# DO THIS
Could you convert every line of the items below into a JSON list of strings, one string per line, with blank lines left out?

# EXERCISE INPUT
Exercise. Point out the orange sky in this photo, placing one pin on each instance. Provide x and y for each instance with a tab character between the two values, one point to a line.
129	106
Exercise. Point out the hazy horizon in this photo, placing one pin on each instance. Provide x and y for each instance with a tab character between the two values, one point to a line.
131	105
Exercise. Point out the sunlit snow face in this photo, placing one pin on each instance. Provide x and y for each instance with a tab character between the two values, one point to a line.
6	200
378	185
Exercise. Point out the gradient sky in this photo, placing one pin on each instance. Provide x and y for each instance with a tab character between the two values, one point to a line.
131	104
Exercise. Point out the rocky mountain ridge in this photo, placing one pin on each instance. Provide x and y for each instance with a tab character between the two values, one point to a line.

# PROBLEM SOLUTION
[
  "Exercise. Point out the orange sky in this photo, placing one pin on each instance. Provide x and y for each instance with a tab character between the two values, one point to a line.",
  "129\t106",
  "Exercise. Point out the hazy horizon in this photo, placing one pin on each instance. Provide x and y for each instance with a tab character between the two values, one point to a line.",
  "131\t105",
  "Exercise. Point out the sunlit snow face in this photo, placing one pin on each instance. Provide x and y for each instance with a tab character between the two values, one point to a line.",
  "6\t200",
  "378\t185",
  "Exercise. Point out the gradient sky in this photo, placing one pin on each instance. Provide x and y for each instance with a tab character between the two values, one point to a line.",
  "131\t104",
  "Exercise. Point out the rocky mountain ridge in this photo, placing one pin on each instance. Provide x and y for each instance with a tab character between the two values, one point to a line."
]